**LATIHAN**
Tuliskan kembali tanpa perubahan bagian teks tentang kontroversi Supersemar di antara "Tidak jelas kemudian" dan "dalam sebuah bank.", termasuk kedua batas itu.

**TEKS SUMBER**
▼
Kontroversi tentang surat Supersemar terdapat beberapa versi
Menurut penuturan salah satu dari ketiga perwira tinggi AD yang akhirnya menerima surat itu
Ketika mereka membaca kembali surat itu dalam perjalanan kembali ke Jakarta, salah seorang perwira tinggi yang kemudian membacanya berkomentar “Lho ini kan perpindahan kekuasaan“.
Tidak jelas kemudian naskah asli Supersemar karena beberapa tahun kemudian naskah asli surat ini dinyatakan hilang dan tidak jelas hilangnya surat ini oleh siapa dan di mana karena pelaku sejarah peristiwa “lahirnya Supersemar” ini sudah meninggal dunia. Belakangan, keluarga M. Jusuf mengatakan bahwa naskah Supersemar itu ada pada dokumen pribadi M. Jusuf yang disimpan dalam sebuah bank.
Menurut kesaksian salah satu pengawal kepresidenan di Istana Bogor, Letnan Satu (lettu) Sukardjo Wilardjito
Ketika pengakuannya ditulis di berbagai media massa setelah Reformasi 1998 yang juga menandakan berakhirnya Orde Baru dan pemerintahan Presiden Soeharto. Dia menyatakan bahwa perwira tinggi yang hadir ke Istana Bogor pada malam hari tanggal 11 Maret 1966 pukul 01.00 dinihari waktu setempat bukan tiga perwira melainkan empat orang perwira yakni ikutnya Brigadir jendral (Brigjen) M. Panggabean. Bahkan pada saat peristiwa Supersemar Brigjen M. Jusuf membawa map berlogo Markas Besar AD berwarna merah jambu serta Brigjen M. Pangabean dan Brigjen Basuki Rahmat menodongkan pistol kearah Presiden Soekarno dan memaksa agar Presiden Soekarno menandatangani surat itu yang menurutnya itulah Surat Perintah Sebelas Maret yang tidak jelas apa isinya.
Lettu Sukardjo yang saat itu bertugas mengawal presiden, juga membalas menodongkan pistol ke arah para jenderal namun Presiden Soekarno memerintahkan Soekardjo untuk menurunkan pistolnya dan menyarungkannya. Menurutnya, Presiden kemudian menandatangani surat itu, dan setelah menandatangani, Presiden Soekarno berpesan kalau situasi sudah pulih, mandat itu harus segera dikembalikan. Pertemuan bubar dan ketika keempat perwira tinggi itu kembali ke Jakarta. Presiden Soekarno mengatakan kepada Soekardjo bahwa ia harus keluar dari istana. “Saya harus keluar dari istana, dan kamu harus hati-hati,” ujarnya menirukan pesan Presiden Soekarno.
▲
**DAFTAR DATA**
▼
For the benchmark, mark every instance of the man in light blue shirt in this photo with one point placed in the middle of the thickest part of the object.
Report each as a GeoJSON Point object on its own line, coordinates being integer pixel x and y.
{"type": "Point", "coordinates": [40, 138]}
▲
▼
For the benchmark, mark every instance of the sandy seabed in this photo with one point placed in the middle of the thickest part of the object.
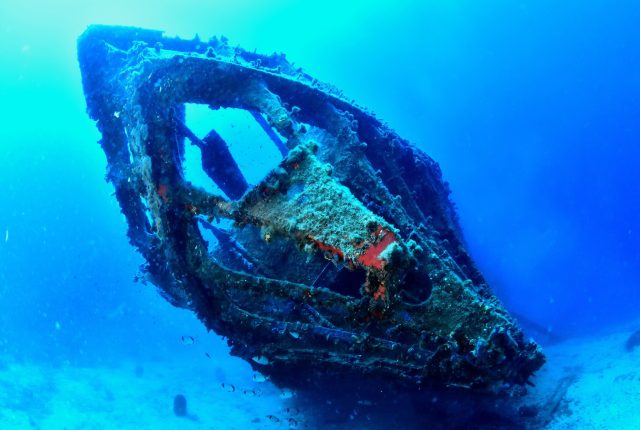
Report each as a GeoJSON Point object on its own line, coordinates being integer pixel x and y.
▲
**JAWABAN LATIHAN**
Tidak jelas kemudian naskah asli Supersemar karena beberapa tahun kemudian naskah asli surat ini dinyatakan hilang dan tidak jelas hilangnya surat ini oleh siapa dan di mana karena pelaku sejarah peristiwa “lahirnya Supersemar” ini sudah meninggal dunia. Belakangan, keluarga M. Jusuf mengatakan bahwa naskah Supersemar itu ada pada dokumen pribadi M. Jusuf yang disimpan dalam sebuah bank.